TRECHO DO DOCUMENTO>
========================================

A imunização infantil é a chave para o controle efetivo da pandemia, mas a hesitação vacinal atrasará as estratégias eficazes de vacinação. A vacina deve ser implementada pelo governo e apoiada pela comunidade científica, pelos cidadãos e pelos pais, como um dever coletivo.13

 

Movimento antivacina no Brasil

O movimento antivacina resulta de fatores políticos, culturais e pessoais. Uma das táticas mais comuns usada por esse movimento é gerar uma série de dúvidas relacionadas à segurança vacinal, apropriando-se do discurso do direito individual de escolher entre receber ou não as vacinações, o que demanda que a pesquisa seja justamente direcionada ao entendimento e às preocupações dessa parcela populacional.14 Esses movimentos são tão antigos como as próprias vacinas, como demonstrado, por exemplo, pela famosa caricatura britânica que criticava a vacina contra a varíola de Jenner, que mostrava pessoas se tornando bois e até mesmo germinando partes bovinas após a vacinação. Mas, em circunstâncias históricas anteriores, grande parte dessa resistência podia ser atribuída à ignorância sobre as vacinas e sua eficácia.15

No Brasil, as primeiras campanhas de vacinação datam do ano de 1804, e naquele momento histórico possuíam o caráter obrigatório e compulsório, com finalidade de combater a febre amarela urbana, a varíola e a poliomielite. O corpo social criou um sentimento amplamente negativo frente à administração vacinal, sustentando a insegurança vacinal ou de serem armas biológicas produzidas pelo próprio governo. As falácias sobre a real função das vacinas são motivos de diversos conflitos religiosos, políticos e legais.16

Um dos casos mais marcantes de hesitação vacinal no país, ocorrido em novembro de 1904, é conhecido como A revolta da vacina. Nesse incidente, parte da população estava engajada no combate físico contra agentes governamentais, que forçavam programas e leis de saúde pública.2 Ou seja, o movimento popular em questão foi uma resposta à imunização compulsória proposta pelo então Diretor Geral de Saúde Pública, Oswaldo Cruz, contra a varíola. De um lado, havia uma população sem acesso à informação e a direitos básicos, como o saneamento; de outro, um governo impositivo e autoritário.17

Ainda nos dias atuais, a Sociedade Brasileira de Pediatria e o Conselho Federal de Medicina se preocuparam com o advento do movimento antivacina. Foi publicado um alerta, no dia 23 de junho de 2017, clamando a população, médicos e outros profissionais da saúde para contrariar esse movimento. "Negando a vacinação a si mesmo ou evitando que crianças e adolescentes sejam vacinados pode resultar em imensas problematizações de saúde pública, como a emergência de doenças severas ou o retorno de doenças epidêmicas, como poliomielite, malária, rubéola, entre outras", diz o documento.18

Já durante o ano de 2020, com o surgimento do recente vírus SARS-Cov-2, que resultou em uma pandemia mundial, o movimento antivacina retomou força, agora com viés ideológico e xenofóbico, influenciado por figuras políticas que vão contra autoridades da OMS e do Ministério da Saúde.19

A forma como o Governo Federal conduziu a vacinação da população pediátrica foi marcada por palavras e comportamentos que encorajaram continuamente a hesitação. Em 16 de dezembro de 2021, a Agência Nacional de Vigilância Sanitária (Anvisa) autorizou e deu uma permissão efetiva para a vacinação contra a Covid-19 em crianças de 5 a 11 anos. Desde então, ao invés de uma imediata mobilização para a incorporação dessa vacina ao Plano Nacional de Imunização, muitas estratégias foram adotadas pelo próprio governo para descredibilizar as vacinas e gerar uma série de dúvidas sobre sua eficácia.13

A web, em especial as redes sociais, também muito contribuiu para que esses mitos crescessem.20 Nesse sentido, a pesquisa voltada para a problematização relacionada com a aderência à vacinação é essencial para a atenuação desse cenário de fortalecimento dos movimentos antivacinas.

========================================

Registros salvos:
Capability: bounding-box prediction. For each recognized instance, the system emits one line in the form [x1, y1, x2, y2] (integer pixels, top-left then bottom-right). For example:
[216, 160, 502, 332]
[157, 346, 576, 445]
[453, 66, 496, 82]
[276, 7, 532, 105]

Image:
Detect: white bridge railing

========================================

TAREFA>
Pode transcrever, do texto sobre o movimento antivacina no Brasil, o trecho que começa em "A forma como" e termina em "dos movimentos antivacinas."?

RESPOSTA>
A forma como o Governo Federal conduziu a vacinação da população pediátrica foi marcada por palavras e comportamentos que encorajaram continuamente a hesitação. Em 16 de dezembro de 2021, a Agência Nacional de Vigilância Sanitária (Anvisa) autorizou e deu uma permissão efetiva para a vacinação contra a Covid-19 em crianças de 5 a 11 anos. Desde então, ao invés de uma imediata mobilização para a incorporação dessa vacina ao Plano Nacional de Imunização, muitas estratégias foram adotadas pelo próprio governo para descredibilizar as vacinas e gerar uma série de dúvidas sobre sua eficácia.13

A web, em especial as redes sociais, também muito contribuiu para que esses mitos crescessem.20 Nesse sentido, a pesquisa voltada para a problematização relacionada com a aderência à vacinação é essencial para a atenuação desse cenário de fortalecimento dos movimentos antivacinas.